━━━━━ Available data ━━━━━

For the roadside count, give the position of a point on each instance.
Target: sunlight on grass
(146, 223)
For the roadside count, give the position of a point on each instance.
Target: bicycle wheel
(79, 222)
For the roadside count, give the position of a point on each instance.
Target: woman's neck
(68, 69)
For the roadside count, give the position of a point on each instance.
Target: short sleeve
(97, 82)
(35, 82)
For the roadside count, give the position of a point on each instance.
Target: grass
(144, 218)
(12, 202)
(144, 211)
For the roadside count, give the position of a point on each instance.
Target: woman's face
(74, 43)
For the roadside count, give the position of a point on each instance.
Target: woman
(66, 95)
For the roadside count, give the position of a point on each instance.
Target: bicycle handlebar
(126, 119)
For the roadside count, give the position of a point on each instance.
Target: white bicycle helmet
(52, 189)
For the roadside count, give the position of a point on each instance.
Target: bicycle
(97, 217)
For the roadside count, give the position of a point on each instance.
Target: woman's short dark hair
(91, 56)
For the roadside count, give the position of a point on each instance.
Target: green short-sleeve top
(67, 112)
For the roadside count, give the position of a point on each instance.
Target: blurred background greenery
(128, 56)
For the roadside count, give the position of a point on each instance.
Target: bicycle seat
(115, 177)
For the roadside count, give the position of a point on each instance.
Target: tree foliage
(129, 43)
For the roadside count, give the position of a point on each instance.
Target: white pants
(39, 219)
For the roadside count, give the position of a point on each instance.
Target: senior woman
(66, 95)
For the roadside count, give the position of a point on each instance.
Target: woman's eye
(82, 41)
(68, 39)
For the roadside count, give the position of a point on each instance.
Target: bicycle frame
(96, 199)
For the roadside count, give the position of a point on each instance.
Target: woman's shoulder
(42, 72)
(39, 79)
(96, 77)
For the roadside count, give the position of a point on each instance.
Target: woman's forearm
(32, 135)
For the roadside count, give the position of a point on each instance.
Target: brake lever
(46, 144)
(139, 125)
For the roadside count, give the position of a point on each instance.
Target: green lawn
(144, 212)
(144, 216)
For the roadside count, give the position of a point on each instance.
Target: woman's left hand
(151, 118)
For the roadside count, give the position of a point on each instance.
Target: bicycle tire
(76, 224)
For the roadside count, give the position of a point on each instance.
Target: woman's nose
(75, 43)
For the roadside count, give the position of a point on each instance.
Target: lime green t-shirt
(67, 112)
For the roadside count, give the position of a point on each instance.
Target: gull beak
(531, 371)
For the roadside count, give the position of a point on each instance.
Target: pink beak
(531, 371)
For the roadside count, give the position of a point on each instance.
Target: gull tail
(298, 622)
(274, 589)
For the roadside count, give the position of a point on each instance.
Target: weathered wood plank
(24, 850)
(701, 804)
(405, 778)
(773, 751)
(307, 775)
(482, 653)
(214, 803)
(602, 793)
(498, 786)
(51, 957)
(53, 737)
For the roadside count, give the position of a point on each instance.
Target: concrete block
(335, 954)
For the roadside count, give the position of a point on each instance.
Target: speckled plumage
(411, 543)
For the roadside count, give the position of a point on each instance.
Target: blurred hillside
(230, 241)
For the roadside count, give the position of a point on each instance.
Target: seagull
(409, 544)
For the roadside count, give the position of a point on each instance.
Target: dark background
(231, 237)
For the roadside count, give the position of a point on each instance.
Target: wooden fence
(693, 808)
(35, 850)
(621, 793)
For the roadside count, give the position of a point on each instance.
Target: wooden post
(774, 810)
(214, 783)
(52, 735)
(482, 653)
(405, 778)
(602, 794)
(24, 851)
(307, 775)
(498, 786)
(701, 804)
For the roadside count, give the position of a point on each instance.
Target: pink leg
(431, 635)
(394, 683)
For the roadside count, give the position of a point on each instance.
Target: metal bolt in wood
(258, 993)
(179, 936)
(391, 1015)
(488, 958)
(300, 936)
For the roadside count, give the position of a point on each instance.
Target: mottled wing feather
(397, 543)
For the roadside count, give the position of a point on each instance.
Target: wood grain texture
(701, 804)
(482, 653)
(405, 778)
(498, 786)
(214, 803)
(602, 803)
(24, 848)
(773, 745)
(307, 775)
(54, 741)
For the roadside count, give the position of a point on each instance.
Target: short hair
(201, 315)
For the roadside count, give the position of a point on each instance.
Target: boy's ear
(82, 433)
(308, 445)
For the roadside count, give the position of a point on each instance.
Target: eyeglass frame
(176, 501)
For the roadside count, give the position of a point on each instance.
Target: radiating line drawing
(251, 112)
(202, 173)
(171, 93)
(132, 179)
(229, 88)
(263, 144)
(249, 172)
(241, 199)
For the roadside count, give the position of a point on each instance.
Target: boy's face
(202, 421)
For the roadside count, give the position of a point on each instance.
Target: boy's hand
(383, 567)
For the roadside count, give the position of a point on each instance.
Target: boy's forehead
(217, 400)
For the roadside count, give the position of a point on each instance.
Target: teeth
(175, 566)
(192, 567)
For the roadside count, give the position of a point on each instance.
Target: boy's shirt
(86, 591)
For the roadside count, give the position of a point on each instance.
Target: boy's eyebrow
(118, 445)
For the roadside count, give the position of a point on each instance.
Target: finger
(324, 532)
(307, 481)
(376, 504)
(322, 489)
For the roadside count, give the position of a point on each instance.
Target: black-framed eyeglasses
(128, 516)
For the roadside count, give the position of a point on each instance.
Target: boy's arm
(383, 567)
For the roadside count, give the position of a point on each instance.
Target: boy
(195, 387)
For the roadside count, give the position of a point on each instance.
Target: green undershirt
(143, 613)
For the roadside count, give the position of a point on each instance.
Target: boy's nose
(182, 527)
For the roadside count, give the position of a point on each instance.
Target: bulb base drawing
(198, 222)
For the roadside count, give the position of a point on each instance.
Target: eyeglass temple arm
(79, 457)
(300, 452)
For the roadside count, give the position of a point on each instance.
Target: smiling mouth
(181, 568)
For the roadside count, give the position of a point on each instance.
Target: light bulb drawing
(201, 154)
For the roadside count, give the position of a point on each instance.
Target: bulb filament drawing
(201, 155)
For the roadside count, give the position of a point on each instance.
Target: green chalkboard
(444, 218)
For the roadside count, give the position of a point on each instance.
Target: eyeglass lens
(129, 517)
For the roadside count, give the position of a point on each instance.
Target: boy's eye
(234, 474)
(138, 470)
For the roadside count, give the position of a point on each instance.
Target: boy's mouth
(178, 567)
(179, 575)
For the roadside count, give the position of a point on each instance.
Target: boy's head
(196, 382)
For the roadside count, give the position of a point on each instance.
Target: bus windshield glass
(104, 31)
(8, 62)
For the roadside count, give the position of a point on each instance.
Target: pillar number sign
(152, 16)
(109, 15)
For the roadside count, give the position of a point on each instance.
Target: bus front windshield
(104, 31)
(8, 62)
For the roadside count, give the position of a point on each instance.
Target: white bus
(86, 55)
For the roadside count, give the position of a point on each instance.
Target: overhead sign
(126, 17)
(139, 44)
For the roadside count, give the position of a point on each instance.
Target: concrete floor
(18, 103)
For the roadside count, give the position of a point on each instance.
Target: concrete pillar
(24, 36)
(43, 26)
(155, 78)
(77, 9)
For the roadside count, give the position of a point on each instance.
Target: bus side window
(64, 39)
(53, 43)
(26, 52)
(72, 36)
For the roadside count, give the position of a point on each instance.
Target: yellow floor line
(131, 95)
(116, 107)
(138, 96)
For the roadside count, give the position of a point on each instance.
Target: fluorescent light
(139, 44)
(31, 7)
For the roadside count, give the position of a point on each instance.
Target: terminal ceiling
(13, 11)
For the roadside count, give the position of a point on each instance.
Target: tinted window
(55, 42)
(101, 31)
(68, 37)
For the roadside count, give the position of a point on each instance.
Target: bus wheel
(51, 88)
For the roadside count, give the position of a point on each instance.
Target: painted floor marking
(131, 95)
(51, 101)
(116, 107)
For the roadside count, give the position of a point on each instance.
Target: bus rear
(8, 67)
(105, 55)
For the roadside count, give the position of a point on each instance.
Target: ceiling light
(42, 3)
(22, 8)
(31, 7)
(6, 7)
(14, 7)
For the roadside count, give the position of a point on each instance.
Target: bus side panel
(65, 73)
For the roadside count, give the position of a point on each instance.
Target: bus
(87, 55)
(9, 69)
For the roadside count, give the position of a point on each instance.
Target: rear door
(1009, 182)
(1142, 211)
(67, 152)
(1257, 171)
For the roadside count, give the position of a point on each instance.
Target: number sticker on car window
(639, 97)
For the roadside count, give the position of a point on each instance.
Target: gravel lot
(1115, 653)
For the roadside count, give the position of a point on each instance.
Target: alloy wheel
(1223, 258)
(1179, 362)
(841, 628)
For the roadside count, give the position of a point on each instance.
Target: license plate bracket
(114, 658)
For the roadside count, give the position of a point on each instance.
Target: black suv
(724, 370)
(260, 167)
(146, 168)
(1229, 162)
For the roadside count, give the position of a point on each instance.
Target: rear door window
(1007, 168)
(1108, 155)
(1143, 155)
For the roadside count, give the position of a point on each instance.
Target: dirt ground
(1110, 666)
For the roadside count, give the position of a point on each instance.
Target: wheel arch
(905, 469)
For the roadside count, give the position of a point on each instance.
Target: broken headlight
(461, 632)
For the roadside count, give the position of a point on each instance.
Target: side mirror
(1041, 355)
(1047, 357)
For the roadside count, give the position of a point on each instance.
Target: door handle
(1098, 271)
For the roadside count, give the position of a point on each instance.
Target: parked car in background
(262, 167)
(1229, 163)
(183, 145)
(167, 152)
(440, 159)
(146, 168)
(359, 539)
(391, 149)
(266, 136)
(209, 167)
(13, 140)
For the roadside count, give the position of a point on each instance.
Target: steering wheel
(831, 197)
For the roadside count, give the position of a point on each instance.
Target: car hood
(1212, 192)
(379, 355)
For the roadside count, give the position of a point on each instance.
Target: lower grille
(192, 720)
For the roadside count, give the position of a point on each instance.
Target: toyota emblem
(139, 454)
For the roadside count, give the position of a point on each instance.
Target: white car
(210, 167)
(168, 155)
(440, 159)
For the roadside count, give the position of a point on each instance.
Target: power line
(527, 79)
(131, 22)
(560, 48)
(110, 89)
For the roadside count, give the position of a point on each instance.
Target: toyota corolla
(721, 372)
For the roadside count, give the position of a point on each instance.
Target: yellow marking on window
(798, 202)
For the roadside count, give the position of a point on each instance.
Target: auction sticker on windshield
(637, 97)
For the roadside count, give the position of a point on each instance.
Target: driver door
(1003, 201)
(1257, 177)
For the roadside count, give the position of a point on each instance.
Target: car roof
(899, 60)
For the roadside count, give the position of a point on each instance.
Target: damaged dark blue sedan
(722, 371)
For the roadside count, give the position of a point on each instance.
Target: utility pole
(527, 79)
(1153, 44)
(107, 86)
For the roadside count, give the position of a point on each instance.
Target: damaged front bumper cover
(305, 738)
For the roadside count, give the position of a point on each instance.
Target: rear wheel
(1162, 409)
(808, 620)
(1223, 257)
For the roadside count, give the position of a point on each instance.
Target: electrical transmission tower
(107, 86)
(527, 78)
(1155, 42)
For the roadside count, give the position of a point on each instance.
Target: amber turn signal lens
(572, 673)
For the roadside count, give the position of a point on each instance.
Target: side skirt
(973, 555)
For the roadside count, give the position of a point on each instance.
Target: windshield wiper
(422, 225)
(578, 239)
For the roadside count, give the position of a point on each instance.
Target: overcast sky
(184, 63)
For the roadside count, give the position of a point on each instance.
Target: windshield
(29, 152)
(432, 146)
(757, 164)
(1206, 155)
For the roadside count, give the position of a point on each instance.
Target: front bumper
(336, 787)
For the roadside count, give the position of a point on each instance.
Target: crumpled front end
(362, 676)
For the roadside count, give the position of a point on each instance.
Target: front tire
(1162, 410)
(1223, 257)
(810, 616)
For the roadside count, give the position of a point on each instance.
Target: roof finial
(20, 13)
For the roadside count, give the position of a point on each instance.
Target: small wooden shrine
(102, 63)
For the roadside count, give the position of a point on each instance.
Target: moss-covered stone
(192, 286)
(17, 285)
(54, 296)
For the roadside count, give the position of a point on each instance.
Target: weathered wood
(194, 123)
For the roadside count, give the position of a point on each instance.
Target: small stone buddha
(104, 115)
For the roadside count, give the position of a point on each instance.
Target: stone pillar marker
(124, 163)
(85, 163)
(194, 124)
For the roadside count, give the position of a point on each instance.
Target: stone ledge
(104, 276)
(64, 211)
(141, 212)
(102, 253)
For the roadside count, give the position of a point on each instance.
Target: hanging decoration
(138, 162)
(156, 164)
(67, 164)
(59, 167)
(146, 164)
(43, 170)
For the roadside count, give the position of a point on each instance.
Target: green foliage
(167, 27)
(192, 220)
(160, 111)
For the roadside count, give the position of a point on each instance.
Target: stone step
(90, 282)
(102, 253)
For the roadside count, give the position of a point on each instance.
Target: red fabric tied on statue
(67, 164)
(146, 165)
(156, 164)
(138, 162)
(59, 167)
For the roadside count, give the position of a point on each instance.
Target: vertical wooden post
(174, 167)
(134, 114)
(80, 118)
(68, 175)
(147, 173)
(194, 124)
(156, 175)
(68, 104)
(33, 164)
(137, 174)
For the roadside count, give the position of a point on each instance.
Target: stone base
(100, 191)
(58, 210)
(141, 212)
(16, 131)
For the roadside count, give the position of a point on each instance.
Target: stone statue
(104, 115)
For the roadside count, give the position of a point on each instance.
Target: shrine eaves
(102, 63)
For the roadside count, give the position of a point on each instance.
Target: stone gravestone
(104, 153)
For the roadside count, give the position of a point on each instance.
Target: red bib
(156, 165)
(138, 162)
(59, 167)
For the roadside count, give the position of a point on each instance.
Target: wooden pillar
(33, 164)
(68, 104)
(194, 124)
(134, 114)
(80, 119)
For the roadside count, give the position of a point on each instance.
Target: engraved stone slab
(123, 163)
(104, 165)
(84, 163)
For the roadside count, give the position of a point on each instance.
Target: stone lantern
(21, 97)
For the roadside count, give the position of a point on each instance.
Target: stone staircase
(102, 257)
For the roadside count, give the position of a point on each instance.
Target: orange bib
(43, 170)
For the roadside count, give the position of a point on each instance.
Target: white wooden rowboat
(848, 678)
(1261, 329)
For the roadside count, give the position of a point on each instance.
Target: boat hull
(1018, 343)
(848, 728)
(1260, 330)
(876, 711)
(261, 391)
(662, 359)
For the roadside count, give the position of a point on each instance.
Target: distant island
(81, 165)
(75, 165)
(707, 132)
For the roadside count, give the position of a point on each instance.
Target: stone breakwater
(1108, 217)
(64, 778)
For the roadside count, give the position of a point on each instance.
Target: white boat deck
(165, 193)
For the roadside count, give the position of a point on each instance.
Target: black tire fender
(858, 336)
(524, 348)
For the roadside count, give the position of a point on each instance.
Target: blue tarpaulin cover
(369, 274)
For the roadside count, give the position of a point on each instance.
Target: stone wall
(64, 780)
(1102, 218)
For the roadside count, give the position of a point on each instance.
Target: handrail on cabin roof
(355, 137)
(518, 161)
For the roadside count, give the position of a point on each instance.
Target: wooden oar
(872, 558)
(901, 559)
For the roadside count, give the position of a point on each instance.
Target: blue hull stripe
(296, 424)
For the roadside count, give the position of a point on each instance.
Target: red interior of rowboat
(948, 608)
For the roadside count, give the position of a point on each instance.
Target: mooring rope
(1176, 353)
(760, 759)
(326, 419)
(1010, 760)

━━━━━

Problem to work on
Your answer should consist only of the lines from the one that holds "Target: blue hull stripe" to the end of the entries above, both ends included, each repeated exactly.

Solution to the problem
Target: blue hull stripe
(296, 424)
For the roadside count, give the position of a point on each instance.
Target: red interior of rowboat
(948, 608)
For the roadside count, give the position of a point on each instance.
Target: mooring rope
(1176, 353)
(760, 759)
(326, 419)
(1010, 760)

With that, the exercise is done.